▸ **EXERCISE INSTRUCTIONS**:
**1)** Answer the following from the excerpt on Iqbal's view of the cosmos:
(a) According to the quoted passage, what is the essential nature of the atom in modern science?
(b) To what does the Quran liken the movement of a mountain?
(c) In Whitehead's exposition of relativity theory, what has the concept of matter given place to?
**2)** Reproduce word for word the part of the excerpt on Iqbal's view of the cosmos that opens with the words containing "1. The whole" and closes with "direction of ‘Being’.".

▸ **TEXT EXCERPT**:
⟨

To make Iqbal’s concept of Destiny intelligible, it is worthwhile to highlight his concept of the Divine, the cosmos, and the human.

                Unlike some thinkers who have pictured the universe as a tight mechanical system, Iqbal has conceived it in terms of a free creative movement. According to him, it is neither a closed system nor a finished product; it is rather an ever-increasing, expanding, and moving universe. To him, a seemingly solid and concrete thing is nothing but a phenomenon of movement. To quote his own words:

Physical science has reduced all things to move. The essential nature of the atom in modern science is electricity and not something electrified. What we call things are events in the continuity of nature which thought specializes and thus regards them as mutually isolated for purposes of action. The universe which seems to us a collection of things is not solid stuff occupying a void. It is not a thing but an act (1).

If what we call a thing is nothing but simply, an act, an event, and a movement, then why does nature appears to be a series of immobilities? Allama answers this question by saying that it is the activity of thought operating on static concepts that result in the phenomena of immobilities in nature. He refers to whitehead’s view on this issue, according to which nature is not a static fact situated in an a-dynamic void, but a structure of event’ processing the character of a continuous creative flow which thought cuts up into isolated immobilities out of thus mutual relations arise the concept of space and time(2) 

In other words, things cease to be what they are, when they become objects of the analytic operation of thought. It is due to this analytic mode of thinking that a mountain appears to us to be stationary and solid, while it, as the Quran says, is in a state of movement akin to that of a cloud.

                Allama points out that in modern Relativity physics a substance is a system of interrelated events rather than a persistent one. The entity has variable modes. He says that according to whitehead’s exposition of relativity theory the concept of matter has given place to the concept of organism.

                Allama thus impresses on the minds of readers the following points:

  1. The whole cosmos is a free creative movement in an organized fashion.
  2. What we normally know as a thing is nothing but a movement, an act, or a system of inter related events.
  3. The universe is gigantic organism ever throbbing, pulsating and moving towards growth and expansion.

To put Allama’s view differently, we may say, that the whole cosmos is a huge vault of creativity wherein the Divine bell of Kun Faya Koon (Be, and it is) is perpetually ringing. It is the great ontological show of eternal ‘becoming’ in the direction of ‘Being’.

⟩

▸ **ROWS**:
⟨

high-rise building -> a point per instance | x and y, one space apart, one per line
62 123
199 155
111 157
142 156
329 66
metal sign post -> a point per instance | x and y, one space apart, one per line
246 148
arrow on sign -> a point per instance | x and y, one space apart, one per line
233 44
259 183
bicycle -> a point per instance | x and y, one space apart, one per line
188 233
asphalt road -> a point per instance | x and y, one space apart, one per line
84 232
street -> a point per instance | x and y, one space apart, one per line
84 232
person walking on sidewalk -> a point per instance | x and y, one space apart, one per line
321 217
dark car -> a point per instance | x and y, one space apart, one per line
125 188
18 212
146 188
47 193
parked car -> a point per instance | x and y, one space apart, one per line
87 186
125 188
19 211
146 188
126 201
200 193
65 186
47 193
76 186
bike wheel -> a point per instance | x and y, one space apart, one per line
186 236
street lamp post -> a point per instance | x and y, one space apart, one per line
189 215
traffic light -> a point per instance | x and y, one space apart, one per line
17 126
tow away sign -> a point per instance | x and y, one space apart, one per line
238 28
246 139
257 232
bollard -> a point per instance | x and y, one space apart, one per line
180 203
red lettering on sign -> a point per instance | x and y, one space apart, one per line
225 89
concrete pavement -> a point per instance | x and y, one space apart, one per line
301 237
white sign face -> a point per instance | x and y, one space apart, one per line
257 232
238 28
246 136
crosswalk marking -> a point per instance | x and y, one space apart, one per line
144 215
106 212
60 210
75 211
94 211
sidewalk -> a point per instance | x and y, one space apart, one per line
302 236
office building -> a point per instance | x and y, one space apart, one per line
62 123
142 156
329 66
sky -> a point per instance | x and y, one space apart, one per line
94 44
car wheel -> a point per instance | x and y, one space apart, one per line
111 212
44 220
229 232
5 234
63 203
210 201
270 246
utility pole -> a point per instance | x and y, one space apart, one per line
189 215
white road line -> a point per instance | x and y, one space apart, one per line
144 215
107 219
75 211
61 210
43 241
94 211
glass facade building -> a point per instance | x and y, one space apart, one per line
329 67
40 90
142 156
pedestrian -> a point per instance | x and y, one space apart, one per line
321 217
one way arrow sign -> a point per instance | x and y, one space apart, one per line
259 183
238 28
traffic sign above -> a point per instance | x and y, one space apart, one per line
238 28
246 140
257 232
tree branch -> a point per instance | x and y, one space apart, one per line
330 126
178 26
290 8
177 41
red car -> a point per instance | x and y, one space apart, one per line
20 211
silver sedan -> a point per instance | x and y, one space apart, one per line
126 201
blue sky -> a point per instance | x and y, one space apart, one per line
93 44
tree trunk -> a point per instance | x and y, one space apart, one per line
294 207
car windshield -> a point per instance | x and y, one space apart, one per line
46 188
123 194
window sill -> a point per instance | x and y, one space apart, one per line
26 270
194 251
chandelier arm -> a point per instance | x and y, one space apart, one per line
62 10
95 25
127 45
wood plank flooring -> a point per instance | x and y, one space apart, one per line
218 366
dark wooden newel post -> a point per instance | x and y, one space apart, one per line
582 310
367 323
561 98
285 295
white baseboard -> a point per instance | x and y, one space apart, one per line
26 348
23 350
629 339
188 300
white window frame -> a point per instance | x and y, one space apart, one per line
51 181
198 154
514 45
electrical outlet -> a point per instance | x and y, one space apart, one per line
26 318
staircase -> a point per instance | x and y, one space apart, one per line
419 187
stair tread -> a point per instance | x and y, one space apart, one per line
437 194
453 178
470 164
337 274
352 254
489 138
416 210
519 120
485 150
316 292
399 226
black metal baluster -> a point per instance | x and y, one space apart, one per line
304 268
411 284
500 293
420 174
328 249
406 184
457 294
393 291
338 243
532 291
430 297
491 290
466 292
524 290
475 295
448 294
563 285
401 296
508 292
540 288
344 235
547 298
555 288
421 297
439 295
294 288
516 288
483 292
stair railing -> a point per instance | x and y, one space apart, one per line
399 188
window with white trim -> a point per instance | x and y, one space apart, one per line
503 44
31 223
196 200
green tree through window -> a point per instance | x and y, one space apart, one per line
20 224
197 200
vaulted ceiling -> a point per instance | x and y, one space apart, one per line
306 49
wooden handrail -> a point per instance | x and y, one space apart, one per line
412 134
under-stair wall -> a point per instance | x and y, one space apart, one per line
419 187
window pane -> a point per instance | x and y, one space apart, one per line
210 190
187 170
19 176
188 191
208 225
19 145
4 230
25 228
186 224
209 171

⟩

▸ **ANSWERS FOR THE TASKS**:
**1)**
(a) Electricity, and not something electrified.
(b) The movement of a cloud.
(c) The concept of organism.

**2)**
1. The whole cosmos is a free creative movement in an organized fashion.
  2. What we normally know as a thing is nothing but a movement, an act, or a system of inter related events.
  3. The universe is gigantic organism ever throbbing, pulsating and moving towards growth and expansion.

To put Allama’s view differently, we may say, that the whole cosmos is a huge vault of creativity wherein the Divine bell of Kun Faya Koon (Be, and it is) is perpetually ringing. It is the great ontological show of eternal ‘becoming’ in the direction of ‘Being’.